(Collected data)

-- -- --

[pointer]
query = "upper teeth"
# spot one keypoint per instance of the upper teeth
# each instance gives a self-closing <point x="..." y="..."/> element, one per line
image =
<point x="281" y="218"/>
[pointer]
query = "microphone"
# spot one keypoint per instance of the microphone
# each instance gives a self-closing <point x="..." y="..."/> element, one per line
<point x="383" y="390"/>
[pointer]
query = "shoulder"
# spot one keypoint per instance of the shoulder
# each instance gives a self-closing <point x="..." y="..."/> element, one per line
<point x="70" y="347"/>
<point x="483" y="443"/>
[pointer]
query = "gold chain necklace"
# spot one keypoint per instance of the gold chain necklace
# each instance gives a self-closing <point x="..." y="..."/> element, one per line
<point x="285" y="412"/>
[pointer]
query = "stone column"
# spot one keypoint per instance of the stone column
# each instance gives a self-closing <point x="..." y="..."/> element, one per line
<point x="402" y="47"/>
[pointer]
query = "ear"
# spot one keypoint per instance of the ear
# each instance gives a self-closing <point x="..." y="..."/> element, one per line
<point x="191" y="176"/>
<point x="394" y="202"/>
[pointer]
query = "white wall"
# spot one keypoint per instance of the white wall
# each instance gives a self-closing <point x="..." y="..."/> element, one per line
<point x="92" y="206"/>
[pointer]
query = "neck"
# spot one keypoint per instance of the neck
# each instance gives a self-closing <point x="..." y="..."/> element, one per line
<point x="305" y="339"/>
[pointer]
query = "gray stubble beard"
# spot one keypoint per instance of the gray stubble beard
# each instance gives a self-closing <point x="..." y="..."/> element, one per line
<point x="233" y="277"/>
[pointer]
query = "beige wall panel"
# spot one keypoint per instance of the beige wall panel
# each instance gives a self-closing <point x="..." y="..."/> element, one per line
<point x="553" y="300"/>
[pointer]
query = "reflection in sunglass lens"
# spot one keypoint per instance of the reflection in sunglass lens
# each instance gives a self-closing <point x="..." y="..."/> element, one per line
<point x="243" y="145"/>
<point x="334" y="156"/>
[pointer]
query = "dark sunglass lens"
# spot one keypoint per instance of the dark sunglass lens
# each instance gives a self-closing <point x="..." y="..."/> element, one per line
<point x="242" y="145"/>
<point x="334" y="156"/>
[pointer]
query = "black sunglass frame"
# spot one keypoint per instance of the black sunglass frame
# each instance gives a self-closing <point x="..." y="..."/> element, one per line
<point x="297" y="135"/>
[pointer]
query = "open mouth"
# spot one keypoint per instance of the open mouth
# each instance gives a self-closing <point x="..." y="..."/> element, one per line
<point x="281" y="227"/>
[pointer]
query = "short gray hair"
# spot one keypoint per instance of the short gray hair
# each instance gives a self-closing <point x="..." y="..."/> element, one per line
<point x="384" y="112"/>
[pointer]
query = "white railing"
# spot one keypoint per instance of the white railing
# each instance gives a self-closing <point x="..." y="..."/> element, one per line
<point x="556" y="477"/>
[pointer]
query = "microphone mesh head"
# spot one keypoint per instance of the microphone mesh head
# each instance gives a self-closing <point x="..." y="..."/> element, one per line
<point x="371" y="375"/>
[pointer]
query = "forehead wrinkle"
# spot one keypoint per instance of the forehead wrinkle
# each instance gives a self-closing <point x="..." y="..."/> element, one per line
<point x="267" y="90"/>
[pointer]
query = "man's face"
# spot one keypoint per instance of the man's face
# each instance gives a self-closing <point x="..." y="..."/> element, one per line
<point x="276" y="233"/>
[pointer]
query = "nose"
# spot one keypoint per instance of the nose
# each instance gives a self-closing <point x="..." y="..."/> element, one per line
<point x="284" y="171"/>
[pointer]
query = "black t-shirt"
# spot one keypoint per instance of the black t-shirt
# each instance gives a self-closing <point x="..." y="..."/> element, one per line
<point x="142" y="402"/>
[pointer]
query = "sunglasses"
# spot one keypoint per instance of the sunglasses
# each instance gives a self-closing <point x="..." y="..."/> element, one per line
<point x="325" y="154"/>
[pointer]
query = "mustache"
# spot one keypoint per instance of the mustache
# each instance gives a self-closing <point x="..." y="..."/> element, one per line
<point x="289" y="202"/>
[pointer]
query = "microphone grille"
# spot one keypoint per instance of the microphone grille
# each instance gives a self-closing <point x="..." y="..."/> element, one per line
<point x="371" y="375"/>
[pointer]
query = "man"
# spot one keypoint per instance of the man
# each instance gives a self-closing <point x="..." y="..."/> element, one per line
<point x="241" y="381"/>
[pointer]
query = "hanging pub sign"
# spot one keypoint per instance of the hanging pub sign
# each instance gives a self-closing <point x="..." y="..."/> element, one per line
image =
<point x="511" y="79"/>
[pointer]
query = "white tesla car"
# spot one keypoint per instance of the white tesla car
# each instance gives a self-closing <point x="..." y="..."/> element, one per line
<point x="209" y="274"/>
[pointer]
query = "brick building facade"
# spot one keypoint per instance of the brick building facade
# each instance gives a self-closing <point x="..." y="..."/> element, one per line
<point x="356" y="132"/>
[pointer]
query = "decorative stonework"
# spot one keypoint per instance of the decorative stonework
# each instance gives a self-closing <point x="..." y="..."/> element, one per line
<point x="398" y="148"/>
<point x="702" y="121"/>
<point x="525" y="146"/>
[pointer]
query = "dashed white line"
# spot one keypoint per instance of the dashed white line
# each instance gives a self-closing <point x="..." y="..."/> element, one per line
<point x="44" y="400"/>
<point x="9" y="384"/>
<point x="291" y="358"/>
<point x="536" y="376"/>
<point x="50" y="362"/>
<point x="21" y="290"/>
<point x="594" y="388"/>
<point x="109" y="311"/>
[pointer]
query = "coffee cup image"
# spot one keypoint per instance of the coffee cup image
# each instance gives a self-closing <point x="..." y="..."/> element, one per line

-- -- --

▸ **What to produce**: The expected output is an exact copy of all the records above.

▸ **Task output**:
[pointer]
query = "upper teeth"
# spot one keypoint per instance of the upper teeth
# each instance gives a self-closing <point x="..." y="..."/> element, one per line
image =
<point x="281" y="218"/>
[pointer]
query = "microphone"
# spot one keypoint per instance of the microphone
# each instance gives a self-closing <point x="..." y="..."/> element, one per line
<point x="383" y="390"/>
[pointer]
query = "shoulder"
# spot one keypoint per instance of the shoulder
# each instance gives a self-closing <point x="..." y="..."/> element, one per line
<point x="70" y="347"/>
<point x="483" y="443"/>
[pointer]
query = "gold chain necklace"
# spot one keypoint per instance of the gold chain necklace
# each instance gives a self-closing <point x="..." y="..."/> element, one per line
<point x="285" y="412"/>
[pointer]
query = "stone column"
# spot one keypoint per instance of the stone column
# each instance gives a self-closing <point x="..." y="..."/> element, one per line
<point x="402" y="47"/>
[pointer]
query = "ear"
# spot one keypoint per instance of the ear
# each instance gives a self-closing <point x="..." y="..."/> element, one per line
<point x="191" y="176"/>
<point x="394" y="202"/>
[pointer]
query = "white wall"
# spot one keypoint per instance of the white wall
# each instance gives a self-closing <point x="..." y="..."/> element, one per line
<point x="92" y="206"/>
[pointer]
query = "neck"
# spot one keypoint per instance of the neck
# each instance gives a self-closing <point x="..." y="..."/> element, one per line
<point x="305" y="339"/>
[pointer]
query = "gray stubble beard"
# spot one keypoint per instance of the gray stubble beard
# each instance gives a self-closing <point x="..." y="..."/> element, one per line
<point x="233" y="277"/>
[pointer]
query = "beige wall panel"
# spot one keypoint per instance of the beige wall panel
# each instance gives a self-closing <point x="..." y="..."/> element, one per line
<point x="553" y="300"/>
[pointer]
query = "reflection in sunglass lens"
# spot one keypoint per instance of the reflection in sunglass lens
# each instance gives a self-closing <point x="..." y="..."/> element, one per line
<point x="243" y="145"/>
<point x="334" y="156"/>
[pointer]
query = "dark sunglass lens"
# spot one keypoint per instance of the dark sunglass lens
# each instance gives a self-closing <point x="..." y="..."/> element, one per line
<point x="242" y="145"/>
<point x="334" y="156"/>
[pointer]
query = "black sunglass frame"
# spot one keypoint per instance of the black sunglass frame
# each instance gives a self-closing <point x="..." y="..."/> element, one per line
<point x="297" y="135"/>
[pointer]
query = "open mouth"
# spot one keypoint per instance of the open mouth
# each instance gives a self-closing <point x="..." y="..."/> element, one per line
<point x="281" y="227"/>
[pointer]
query = "short gray hair"
# spot one keypoint per instance of the short gray hair
# each instance gives a self-closing <point x="..." y="..."/> element, one per line
<point x="384" y="112"/>
[pointer]
query = "white railing"
# spot one keypoint per instance of the white railing
# each instance gives a self-closing <point x="..." y="..."/> element, one per line
<point x="556" y="477"/>
[pointer]
query = "microphone mesh head"
# spot one keypoint per instance of the microphone mesh head
# each instance gives a self-closing <point x="..." y="..."/> element, one per line
<point x="371" y="375"/>
[pointer]
query = "forehead wrinkle"
# spot one keypoint per instance of the forehead wrinkle
# each instance gives a self-closing <point x="..." y="..."/> element, one per line
<point x="267" y="90"/>
[pointer]
query = "man's face"
# spot one keypoint per instance of the man's face
# each instance gives a self-closing <point x="..." y="..."/> element, one per line
<point x="276" y="233"/>
[pointer]
query = "nose"
# spot one keypoint per instance of the nose
# each instance gives a self-closing <point x="..." y="..."/> element, one per line
<point x="284" y="171"/>
[pointer]
query = "black t-shirt"
# spot one keypoint per instance of the black t-shirt
# each instance gives a self-closing <point x="..." y="..."/> element, one per line
<point x="142" y="402"/>
[pointer]
query = "sunglasses"
# spot one keypoint per instance of the sunglasses
# each instance gives a self-closing <point x="..." y="..."/> element, one per line
<point x="325" y="154"/>
[pointer]
query = "mustache"
# spot one keypoint per instance of the mustache
# each instance gives a self-closing <point x="..." y="..."/> element, one per line
<point x="289" y="202"/>
[pointer]
query = "microphone grille"
# spot one keypoint per instance of the microphone grille
# each instance gives a self-closing <point x="..." y="..."/> element, one per line
<point x="371" y="375"/>
[pointer]
query = "man"
# spot one keypoint per instance of the man
# each instance gives a self-closing <point x="..." y="..."/> element, one per line
<point x="241" y="381"/>
[pointer]
query = "hanging pub sign"
# spot one keypoint per instance of the hanging pub sign
# each instance gives a self-closing <point x="..." y="..."/> element, one per line
image =
<point x="511" y="79"/>
[pointer]
query = "white tesla car"
# spot one keypoint per instance of the white tesla car
# each instance gives a self-closing <point x="..." y="..."/> element, one per line
<point x="209" y="274"/>
[pointer]
query = "brick building facade"
# spot one keypoint per instance of the brick building facade
# each instance gives a self-closing <point x="..." y="..."/> element, one per line
<point x="356" y="132"/>
[pointer]
query = "decorative stonework"
# spot one keypoint per instance of the decorative stonework
# each instance gives a self-closing <point x="..." y="..."/> element, one per line
<point x="398" y="148"/>
<point x="702" y="121"/>
<point x="525" y="146"/>
[pointer]
query = "dashed white line"
# spot one keypoint per instance of the dashed white line
# each instance gives a self-closing <point x="..." y="..."/> element, one per line
<point x="44" y="400"/>
<point x="9" y="384"/>
<point x="291" y="358"/>
<point x="536" y="376"/>
<point x="50" y="362"/>
<point x="21" y="290"/>
<point x="594" y="388"/>
<point x="109" y="311"/>
[pointer]
query = "coffee cup image"
# spot one keypoint per instance of the coffee cup image
# each instance gives a self-closing <point x="..." y="..."/> element, one per line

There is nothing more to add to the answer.